---------- Metin bölümü

Türkiye'nin en iyi haber sitesi
RASİM OZAN KÜTAHYALI

65 yıl sonra 1984 ve Türkiye

Bundan tam 65 yıl önce 8 Haziran 1949'da Britanya ve ABD'nin kitapçı raflarında bir roman görüldü. 65 yıl önce yine bugünkü gibi bir pazar günüydü. Kitap aynı gün içinde kapış kapış satılmaya başlandı ve o günden itibaren bugünlere kadar hiçbir zaman gündemden düşmedi. 65 yıl önce yazılıp her daim güncel kalan bu şaheser bugüne kadar tam 64 dile çevrildi. Dünyanın neredeyse her ülkesinde okundu. Bu kitabı okuyanlar çekirdek çitler gibi tüketip bir kenara atamadılar. Kitabın insan beynine soktuğu kıymıklar öyle kolayca çıkarılıp atılacak gibi değildi...

***
Okurları bu kitaptan etkilendiler hem de çok etkilendiler. Sadece bu eserin analizini yapmak ve bu roman üzerine karşılıklı tartışmak için kulüpler kurdular. Sabahlara kadar bu kitapta anlatılan distopik dünya ve yazarın ürettiği kavramlar üzerine düşündüler. Düz bakıldığında ağır bir totaliter rejimin insanlar üzerine kurduğu hegemonyayı anlatıyordu bu roman. Ama aynı zamanda modern insan denen bu çağa ait varlığın totaliterizme ne kadar yatkın bir zihin yapısına sahip olduğunu tüm çıplaklığıyla ortaya koyuyordu. Bütün o medeni ve nazik görüntüsü içinde modern insan aslında ruhunda büyük bir totaliter kontrol arzusu taşıyordu. Modernizm çağımız insanını kaçamayacağı bir cenderenin içine sokmuştu...

--------------------

▶ _Yapılacaklar_:
A) Aşağıdaki ifadeler 1984 romanı yazısıyla uyuşuyor mu? Her biri için evet ya da hayır deyin ve kararı belirleyen sözleri yazıdan aynen alıntılayın.
(i) Kitap bugüne kadar 64 dile çevrildi.
(ii) Okurlar kitabı tartışmak için kulüpler kurdu.
(iii) Kitap ilk olarak yalnızca Britanya'daki kitapçılarda satışa çıktı.
B) 1984 romanı yazısını son cümlesinden sonra aynı üslupla bir iki paragraf daha sürdürün.

---------- Sağlanan veriler

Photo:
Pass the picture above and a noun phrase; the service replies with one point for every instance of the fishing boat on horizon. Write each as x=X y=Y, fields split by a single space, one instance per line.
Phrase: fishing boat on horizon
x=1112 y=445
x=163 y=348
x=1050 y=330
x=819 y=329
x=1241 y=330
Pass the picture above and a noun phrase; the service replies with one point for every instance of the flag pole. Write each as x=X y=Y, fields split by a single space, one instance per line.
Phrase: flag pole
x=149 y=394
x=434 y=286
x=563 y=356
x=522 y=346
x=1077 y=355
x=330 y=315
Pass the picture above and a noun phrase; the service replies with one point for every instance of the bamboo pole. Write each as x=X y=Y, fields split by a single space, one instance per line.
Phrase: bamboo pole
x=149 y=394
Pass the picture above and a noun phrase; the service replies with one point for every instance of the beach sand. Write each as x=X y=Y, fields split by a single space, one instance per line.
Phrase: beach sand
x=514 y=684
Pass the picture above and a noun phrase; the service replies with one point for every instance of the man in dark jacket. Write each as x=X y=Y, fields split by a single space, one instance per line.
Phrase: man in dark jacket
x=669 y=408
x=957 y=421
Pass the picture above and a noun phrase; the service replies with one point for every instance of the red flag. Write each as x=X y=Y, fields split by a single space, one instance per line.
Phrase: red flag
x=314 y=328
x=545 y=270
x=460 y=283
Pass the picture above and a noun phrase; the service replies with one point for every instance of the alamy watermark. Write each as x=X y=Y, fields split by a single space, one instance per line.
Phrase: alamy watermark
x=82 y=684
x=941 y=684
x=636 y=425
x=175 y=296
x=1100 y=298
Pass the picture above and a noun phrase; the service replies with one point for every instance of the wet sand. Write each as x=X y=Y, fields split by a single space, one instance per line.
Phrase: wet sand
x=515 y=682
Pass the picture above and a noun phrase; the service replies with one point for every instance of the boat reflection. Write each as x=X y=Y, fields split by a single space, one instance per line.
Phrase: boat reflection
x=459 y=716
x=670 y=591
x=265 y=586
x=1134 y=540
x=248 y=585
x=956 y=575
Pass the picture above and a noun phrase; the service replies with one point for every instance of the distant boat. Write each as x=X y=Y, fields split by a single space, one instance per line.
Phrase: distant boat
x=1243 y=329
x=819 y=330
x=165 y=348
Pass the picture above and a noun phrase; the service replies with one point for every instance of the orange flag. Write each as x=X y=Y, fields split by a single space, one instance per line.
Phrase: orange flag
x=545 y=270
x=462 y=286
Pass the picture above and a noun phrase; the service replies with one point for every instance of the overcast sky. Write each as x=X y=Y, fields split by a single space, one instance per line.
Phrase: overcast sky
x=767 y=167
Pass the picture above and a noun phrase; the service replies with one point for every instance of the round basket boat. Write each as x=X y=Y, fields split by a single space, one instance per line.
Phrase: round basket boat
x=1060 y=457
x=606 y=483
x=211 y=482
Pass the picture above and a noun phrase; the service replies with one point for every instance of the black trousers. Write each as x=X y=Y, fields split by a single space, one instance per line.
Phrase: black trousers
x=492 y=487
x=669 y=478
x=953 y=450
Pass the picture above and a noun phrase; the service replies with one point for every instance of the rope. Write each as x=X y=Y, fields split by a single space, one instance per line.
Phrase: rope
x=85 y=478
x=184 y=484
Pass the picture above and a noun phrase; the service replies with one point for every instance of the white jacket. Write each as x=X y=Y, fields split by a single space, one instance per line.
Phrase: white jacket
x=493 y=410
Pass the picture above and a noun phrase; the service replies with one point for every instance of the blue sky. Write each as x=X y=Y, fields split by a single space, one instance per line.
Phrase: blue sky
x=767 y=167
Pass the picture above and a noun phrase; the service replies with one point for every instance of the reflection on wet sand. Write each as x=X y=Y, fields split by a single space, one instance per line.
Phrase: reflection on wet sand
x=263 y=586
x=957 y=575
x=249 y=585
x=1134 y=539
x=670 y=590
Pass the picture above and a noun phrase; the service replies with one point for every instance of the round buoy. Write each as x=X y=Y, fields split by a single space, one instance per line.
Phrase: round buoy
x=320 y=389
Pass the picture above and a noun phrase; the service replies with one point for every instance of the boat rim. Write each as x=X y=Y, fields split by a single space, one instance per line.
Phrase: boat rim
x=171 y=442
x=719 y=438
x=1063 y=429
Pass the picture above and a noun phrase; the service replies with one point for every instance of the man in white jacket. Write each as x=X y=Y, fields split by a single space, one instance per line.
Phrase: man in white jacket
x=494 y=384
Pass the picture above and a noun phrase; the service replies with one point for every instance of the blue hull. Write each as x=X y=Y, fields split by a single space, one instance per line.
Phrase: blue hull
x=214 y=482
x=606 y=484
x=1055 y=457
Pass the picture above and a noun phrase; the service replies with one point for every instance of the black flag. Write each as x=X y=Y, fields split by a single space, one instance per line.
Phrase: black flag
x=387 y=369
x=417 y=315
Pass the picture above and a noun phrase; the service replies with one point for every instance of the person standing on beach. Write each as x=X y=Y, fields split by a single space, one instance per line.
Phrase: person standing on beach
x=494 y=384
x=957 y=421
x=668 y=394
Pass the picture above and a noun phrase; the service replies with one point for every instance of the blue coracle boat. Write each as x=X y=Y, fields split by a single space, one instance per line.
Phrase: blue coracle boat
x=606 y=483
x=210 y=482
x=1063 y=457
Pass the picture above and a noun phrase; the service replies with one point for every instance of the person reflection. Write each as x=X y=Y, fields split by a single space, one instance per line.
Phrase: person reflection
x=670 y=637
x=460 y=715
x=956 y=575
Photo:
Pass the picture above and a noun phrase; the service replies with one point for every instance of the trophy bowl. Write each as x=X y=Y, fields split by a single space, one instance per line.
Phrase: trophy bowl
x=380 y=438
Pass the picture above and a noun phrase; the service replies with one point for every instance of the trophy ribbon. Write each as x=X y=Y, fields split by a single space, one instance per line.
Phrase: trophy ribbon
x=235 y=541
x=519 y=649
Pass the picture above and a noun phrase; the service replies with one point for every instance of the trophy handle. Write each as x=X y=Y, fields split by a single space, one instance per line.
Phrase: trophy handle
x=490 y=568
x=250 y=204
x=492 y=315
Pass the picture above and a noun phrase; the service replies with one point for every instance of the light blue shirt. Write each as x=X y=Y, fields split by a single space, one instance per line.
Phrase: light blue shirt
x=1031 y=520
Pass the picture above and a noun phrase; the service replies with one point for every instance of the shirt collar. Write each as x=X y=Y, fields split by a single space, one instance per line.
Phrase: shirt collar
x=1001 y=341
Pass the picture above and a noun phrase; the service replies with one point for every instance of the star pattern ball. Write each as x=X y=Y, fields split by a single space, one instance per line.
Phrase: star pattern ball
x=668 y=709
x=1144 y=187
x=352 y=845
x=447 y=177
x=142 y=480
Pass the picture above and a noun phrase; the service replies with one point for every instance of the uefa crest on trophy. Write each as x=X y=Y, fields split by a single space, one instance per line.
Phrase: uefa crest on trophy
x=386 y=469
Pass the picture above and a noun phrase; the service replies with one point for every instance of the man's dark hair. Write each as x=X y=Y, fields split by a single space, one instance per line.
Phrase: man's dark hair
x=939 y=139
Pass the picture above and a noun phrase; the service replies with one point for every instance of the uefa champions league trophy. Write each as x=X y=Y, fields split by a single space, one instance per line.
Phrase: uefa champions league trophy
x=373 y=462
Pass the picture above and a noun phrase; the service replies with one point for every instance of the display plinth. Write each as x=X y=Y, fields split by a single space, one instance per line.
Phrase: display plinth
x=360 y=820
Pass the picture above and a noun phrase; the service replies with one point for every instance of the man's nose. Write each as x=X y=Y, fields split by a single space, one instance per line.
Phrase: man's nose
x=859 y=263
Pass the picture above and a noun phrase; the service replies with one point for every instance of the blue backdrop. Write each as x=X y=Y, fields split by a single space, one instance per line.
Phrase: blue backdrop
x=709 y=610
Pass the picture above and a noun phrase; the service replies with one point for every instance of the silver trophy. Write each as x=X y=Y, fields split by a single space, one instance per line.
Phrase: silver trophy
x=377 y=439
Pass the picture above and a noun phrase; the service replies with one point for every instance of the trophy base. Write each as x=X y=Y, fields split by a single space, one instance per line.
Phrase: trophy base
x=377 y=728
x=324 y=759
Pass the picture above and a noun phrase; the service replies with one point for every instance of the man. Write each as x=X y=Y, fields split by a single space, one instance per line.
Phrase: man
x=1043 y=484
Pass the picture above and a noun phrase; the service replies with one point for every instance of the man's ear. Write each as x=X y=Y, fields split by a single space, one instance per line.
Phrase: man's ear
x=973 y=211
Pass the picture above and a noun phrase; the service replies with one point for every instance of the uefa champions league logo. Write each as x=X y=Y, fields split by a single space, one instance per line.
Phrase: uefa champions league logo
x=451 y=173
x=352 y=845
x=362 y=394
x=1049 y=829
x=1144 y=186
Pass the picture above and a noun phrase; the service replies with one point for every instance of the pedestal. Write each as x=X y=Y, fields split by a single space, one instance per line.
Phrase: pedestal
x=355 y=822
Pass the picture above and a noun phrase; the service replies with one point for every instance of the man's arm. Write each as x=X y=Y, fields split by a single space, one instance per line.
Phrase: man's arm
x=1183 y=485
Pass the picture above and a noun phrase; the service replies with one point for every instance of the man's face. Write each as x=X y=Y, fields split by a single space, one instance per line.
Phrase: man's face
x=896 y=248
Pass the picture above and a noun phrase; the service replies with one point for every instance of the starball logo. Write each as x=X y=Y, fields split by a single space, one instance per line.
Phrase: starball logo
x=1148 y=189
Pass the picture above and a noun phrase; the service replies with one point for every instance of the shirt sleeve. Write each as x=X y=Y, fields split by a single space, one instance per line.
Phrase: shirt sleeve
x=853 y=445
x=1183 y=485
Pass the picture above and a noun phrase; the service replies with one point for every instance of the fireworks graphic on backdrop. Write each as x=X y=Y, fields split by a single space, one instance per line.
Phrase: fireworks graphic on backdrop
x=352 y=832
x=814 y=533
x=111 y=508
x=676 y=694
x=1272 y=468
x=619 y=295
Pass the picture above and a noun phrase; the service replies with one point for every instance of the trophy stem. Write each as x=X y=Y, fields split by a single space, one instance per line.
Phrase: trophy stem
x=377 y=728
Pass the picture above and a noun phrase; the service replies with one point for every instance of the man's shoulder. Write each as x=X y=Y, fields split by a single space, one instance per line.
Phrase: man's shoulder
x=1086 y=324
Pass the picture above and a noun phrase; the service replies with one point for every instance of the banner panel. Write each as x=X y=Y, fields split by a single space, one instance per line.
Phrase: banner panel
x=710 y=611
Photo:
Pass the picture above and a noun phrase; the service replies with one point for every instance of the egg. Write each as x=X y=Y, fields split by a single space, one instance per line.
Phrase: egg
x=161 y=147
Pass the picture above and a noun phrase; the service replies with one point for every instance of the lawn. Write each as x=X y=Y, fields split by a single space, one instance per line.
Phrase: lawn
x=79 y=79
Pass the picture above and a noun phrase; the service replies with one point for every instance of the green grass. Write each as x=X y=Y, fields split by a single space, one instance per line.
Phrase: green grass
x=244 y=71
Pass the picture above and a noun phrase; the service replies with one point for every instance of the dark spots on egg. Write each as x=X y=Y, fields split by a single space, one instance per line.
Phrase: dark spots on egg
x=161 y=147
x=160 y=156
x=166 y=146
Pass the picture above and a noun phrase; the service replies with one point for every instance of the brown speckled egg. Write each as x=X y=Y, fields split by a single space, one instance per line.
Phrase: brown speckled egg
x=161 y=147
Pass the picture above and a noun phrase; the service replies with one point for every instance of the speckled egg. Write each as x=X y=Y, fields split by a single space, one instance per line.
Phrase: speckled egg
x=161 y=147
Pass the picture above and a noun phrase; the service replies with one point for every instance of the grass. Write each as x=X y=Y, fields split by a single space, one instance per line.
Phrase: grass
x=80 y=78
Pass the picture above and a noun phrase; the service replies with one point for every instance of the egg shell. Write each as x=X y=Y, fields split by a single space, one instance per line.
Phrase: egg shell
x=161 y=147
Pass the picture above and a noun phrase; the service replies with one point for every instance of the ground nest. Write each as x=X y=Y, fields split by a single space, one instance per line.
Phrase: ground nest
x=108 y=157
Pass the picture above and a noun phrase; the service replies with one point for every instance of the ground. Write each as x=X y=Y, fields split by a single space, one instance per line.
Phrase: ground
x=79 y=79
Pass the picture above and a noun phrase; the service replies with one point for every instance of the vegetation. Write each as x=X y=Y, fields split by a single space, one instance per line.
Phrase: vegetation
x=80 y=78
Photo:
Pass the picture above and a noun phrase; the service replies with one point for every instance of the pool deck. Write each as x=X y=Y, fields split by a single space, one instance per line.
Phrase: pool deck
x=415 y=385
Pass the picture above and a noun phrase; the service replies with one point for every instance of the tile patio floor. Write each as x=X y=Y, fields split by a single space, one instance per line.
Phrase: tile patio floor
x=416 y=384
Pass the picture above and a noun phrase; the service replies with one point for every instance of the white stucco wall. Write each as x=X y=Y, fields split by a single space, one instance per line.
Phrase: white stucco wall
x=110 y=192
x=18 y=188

--------------------

▶ _Görev çıktıları_:
A)
(i) Evet: "65 yıl önce yazılıp her daim güncel kalan bu şaheser bugüne kadar tam 64 dile çevrildi."
(ii) Evet: "Sadece bu eserin analizini yapmak ve bu roman üzerine karşılıklı tartışmak için kulüpler kurdular."
(iii) Hayır: "Bundan tam 65 yıl önce 8 Haziran 1949'da Britanya ve ABD'nin kitapçı raflarında bir roman görüldü."

B)
***
Sosyalizmin ve faşizmin nasıl korkunç baskı rejimleri yarattığını mükemmelen ortaya koyuyordu bu roman ama aynı zamanda bu rejimleri var kılan modernizm zeminini de sorguluyordu. O zemin öyle bir bataklıktı ki anti-komünist ve anti-faşist yani anti-totaliter gözüken hareketlerde de bir süre sonra totaliter arzuların nüveleri ortaya çıkıyordu. Modern insan herşeyi her an denetlemek istiyordu... Kontrol ve iktidar iki temel tutkusuydu modern insanın...

***
65 sene önce bugün yayınlanmış bu başyapıtın adı 1984'tü...Yazarı da George Orwell... Kitaba damgasını Big Brother is watching you yani Büyük Ağabey seni izliyor sloganı hala çok güncel ve hala çok popüler... Bu slogan bizim ülkemizde özellikle son iki sene içinde hemen her gün defalarca tekrarlandı. Çünkü biz bu ülkede tam anlamıyla 1984 düzenini kurmak isteyen Büyük Ağabeyler'in saldırısına şahit olduk... Son 6 ay içinde yeni bir 1984 düzeni kurmak isteyen Büyük Ağabey'ler geri püskürtülene dek bu tehlike sürdü. Aslında bu yeni 1984 düzeni kurulma projesi 2008 yılından itibaren başlamıştı...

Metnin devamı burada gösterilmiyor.